EM-Finaldrama im Schnellcheck Auf den Popp-Schock folgen Brutalität und Tränen

Tränen bei Popp nach dem verlorenen EM-Finale.

Tränen bei Popp nach dem verlorenen EM-Finale.

(Foto: IMAGO/Beautiful Sports)

Die Engländerinnen besiegen den Wembley-Fluch - doch für das deutsche Team bleibt nach einem unfassbaren Kampf zunächst nur die schmerzhafte Brutalität des Fußballs. Es fließen bittere Tränen, es tut "schweineweh" - aber morgen wird alles besser.

Was ist im altehrwürdigen Wembley-Stadion passiert?

AUFGABENSTELLUNG:
(A) Beantworte anhand des Textes zum EM-Finale die folgenden Fragen:
(i) Wer weint laut Bildunterschrift nach dem verlorenen EM-Finale?
(ii) Welchen Fluch besiegen die Engländerinnen?
(iii) Mit welchem Wort in Anführungszeichen wird beschrieben, wie weh es tut?
(B) Gib den Abschnitt des Textes zum EM-Finale wortgetreu wieder, der mit den Worten „Die Engländerinnen besiegen“ beginnt und mit „wird alles besser.“ endet.
(C) Führe den Text zum EM-Finale im Anschluss an seinen letzten Satz weiter.

ROHDATEN:
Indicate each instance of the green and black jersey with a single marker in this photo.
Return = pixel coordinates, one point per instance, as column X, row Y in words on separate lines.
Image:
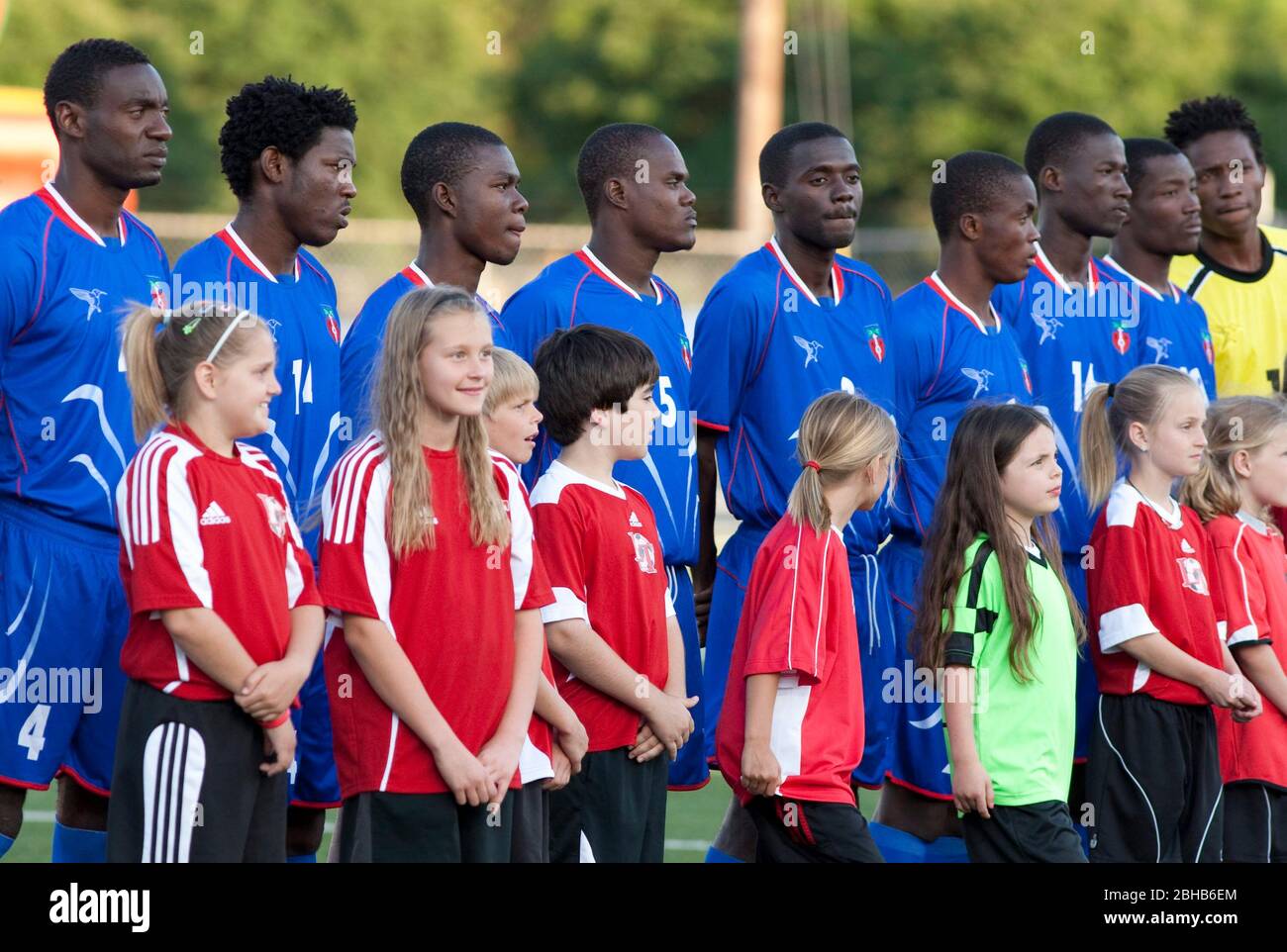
column 1024, row 729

ERGEBNISSE JE AUFGABE:
(A)
(i) Popp
(ii) Den Wembley-Fluch
(iii) „schweineweh“

(B)
Die Engländerinnen besiegen den Wembley-Fluch - doch für das deutsche Team bleibt nach einem unfassbaren Kampf zunächst nur die schmerzhafte Brutalität des Fußballs. Es fließen bittere Tränen, es tut "schweineweh" - aber morgen wird alles besser.

(C)
Der erste Wembley-Schock erfolgte schon vor dem Spiel: Wenige Minuten vor dem EM-Finale zwischen Deutschland und England fiel die so treffsichere Stürmerin Alexandra Popp wegen muskulärer Probleme aus, die sie sich wohl beim Warmmachen zugezogen hatte. TV-Bilder zeigten, wie die Anführerin nach einem Torschuss vor dem Spiel das Gesicht schmerzverzerrt verzog.

Wie bitter für die Kapitänin und die Nationalelf. Die frisch gebackene deutsche Fußballerin des Jahres, Lea Schüller (in der Wahl hatte sie Popp ausgestochen), ersetzte Popp in der Startelf. Svenja Huth führte die deutschen Fußballerinnen stattdessen mit der Binde aufs Feld - vor den Augen von 87.192 Fans - unter ihnen Prinz William und Bundeskanzler Olaf Scholz.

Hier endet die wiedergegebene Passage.